[Dati forniti]
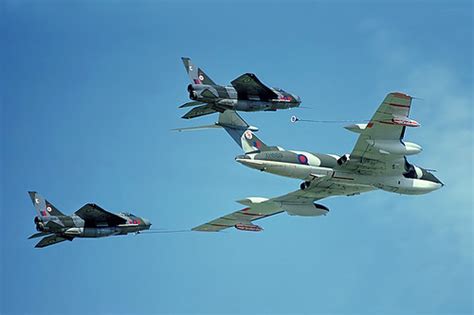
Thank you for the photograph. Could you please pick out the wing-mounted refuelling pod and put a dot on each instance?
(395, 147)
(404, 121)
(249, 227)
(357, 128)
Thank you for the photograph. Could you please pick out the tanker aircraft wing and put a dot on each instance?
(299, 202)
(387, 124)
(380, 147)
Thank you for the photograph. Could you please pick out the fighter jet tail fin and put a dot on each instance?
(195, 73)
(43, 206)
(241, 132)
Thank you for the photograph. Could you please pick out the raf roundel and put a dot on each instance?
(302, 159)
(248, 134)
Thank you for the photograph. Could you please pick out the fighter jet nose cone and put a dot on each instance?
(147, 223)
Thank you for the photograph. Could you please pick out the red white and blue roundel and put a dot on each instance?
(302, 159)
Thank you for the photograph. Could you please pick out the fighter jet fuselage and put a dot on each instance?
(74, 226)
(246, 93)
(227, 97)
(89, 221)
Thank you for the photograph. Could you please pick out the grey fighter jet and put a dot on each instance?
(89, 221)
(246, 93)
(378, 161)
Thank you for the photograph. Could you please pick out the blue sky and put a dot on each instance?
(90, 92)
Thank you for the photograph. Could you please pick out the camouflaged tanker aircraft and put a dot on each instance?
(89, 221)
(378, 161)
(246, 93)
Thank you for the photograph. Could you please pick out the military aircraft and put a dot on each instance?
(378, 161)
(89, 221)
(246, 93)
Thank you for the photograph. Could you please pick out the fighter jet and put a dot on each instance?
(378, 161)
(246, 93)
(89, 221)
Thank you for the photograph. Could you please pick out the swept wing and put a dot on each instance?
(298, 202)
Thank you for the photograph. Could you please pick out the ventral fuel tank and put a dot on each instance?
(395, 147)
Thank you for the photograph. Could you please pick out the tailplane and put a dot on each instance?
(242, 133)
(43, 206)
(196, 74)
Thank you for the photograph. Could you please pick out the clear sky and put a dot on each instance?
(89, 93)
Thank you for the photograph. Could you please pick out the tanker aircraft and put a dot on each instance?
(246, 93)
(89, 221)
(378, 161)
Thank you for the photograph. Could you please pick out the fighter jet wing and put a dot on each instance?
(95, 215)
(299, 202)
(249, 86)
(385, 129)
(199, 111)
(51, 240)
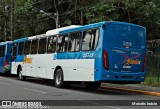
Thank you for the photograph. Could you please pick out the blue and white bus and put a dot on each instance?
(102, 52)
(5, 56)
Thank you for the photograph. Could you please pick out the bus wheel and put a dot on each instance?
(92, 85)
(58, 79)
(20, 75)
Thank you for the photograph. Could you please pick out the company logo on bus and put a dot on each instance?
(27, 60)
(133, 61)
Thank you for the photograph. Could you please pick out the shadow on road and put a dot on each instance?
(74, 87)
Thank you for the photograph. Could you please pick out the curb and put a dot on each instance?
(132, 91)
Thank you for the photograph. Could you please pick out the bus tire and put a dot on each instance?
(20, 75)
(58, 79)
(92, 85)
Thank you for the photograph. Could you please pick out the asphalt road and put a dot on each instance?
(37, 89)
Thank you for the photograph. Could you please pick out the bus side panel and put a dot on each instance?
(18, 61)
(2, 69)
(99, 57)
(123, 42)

---

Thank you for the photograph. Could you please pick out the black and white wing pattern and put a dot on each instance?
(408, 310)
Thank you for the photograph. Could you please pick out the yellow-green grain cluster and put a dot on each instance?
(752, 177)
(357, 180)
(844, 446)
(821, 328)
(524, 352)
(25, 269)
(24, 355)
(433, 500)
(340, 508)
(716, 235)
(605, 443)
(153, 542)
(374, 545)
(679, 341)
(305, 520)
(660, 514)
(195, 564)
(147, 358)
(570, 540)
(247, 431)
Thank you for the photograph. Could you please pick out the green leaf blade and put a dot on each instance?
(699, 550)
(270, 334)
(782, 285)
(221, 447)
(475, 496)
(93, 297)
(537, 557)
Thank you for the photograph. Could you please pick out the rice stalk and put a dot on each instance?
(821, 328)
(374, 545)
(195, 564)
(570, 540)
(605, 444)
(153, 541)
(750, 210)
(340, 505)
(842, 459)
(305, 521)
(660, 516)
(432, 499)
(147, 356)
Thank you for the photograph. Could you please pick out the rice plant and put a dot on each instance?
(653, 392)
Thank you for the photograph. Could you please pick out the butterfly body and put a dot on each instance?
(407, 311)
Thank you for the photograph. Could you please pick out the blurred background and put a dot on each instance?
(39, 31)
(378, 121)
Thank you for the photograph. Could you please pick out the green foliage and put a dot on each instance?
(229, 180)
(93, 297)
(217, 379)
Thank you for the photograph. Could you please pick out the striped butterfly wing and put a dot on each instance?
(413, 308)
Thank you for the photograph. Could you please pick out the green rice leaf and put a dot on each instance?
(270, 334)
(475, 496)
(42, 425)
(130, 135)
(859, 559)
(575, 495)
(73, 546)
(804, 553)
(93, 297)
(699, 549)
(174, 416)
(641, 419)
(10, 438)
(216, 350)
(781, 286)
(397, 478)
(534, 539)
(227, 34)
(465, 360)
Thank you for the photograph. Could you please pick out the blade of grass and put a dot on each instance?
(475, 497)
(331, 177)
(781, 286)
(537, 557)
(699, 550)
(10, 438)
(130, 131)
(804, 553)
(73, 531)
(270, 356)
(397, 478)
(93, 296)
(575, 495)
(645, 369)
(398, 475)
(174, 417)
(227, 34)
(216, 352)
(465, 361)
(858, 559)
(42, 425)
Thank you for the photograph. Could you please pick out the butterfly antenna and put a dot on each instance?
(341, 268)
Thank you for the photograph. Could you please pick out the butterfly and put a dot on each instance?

--

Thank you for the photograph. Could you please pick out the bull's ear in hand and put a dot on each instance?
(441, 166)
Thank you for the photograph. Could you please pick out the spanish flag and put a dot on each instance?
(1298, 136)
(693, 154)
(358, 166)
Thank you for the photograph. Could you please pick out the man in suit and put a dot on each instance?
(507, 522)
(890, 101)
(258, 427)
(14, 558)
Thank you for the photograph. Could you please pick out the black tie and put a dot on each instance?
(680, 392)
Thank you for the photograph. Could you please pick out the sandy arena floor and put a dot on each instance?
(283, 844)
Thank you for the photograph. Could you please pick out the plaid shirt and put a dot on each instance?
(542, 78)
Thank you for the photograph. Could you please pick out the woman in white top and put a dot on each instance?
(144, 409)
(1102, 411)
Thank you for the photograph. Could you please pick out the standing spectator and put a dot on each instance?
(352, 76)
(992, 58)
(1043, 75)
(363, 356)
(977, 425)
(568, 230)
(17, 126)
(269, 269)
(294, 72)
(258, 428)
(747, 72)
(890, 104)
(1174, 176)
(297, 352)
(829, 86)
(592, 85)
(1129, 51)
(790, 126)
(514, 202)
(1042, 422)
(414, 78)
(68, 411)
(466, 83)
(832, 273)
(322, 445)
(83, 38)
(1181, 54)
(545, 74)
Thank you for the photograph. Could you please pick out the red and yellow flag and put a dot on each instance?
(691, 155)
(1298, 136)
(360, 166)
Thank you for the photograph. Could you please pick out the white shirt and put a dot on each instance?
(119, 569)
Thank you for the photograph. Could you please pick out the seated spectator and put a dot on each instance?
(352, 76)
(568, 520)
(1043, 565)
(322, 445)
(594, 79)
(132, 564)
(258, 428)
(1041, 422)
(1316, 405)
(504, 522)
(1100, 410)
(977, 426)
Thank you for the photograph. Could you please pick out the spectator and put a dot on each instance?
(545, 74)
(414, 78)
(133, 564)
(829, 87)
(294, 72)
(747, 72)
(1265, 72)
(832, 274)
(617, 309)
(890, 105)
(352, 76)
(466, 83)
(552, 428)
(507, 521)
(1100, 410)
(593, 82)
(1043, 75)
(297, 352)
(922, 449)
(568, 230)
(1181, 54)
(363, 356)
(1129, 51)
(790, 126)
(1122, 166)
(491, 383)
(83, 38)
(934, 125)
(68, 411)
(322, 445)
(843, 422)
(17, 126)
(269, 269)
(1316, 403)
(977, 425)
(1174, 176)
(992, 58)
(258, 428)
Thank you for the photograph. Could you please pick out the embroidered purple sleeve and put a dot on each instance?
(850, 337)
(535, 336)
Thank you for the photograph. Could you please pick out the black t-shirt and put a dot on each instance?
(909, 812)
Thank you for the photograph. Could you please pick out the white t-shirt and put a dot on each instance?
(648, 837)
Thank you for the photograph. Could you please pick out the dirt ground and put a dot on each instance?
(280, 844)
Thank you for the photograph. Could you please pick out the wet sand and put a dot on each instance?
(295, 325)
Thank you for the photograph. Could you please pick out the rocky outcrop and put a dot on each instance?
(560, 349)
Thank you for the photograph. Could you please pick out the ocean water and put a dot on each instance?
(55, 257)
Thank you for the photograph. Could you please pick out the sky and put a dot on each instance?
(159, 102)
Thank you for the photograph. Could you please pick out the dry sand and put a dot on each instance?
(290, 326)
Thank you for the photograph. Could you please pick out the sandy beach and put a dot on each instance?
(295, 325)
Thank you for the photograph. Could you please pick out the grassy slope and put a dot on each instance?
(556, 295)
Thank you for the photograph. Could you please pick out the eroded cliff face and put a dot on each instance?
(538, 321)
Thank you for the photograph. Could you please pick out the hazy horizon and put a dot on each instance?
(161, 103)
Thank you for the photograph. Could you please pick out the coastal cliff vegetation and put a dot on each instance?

[Le tue istruzioni] Seleziona dagli elementi sopra tutte le righe in cui compare la parola "sandy" e copiale.

[Soluzione del problema]
Thank you for the photograph. Could you please pick out the sandy arena floor and put a dot on each instance?
Thank you for the photograph. Could you please pick out the sandy beach and put a dot on each instance?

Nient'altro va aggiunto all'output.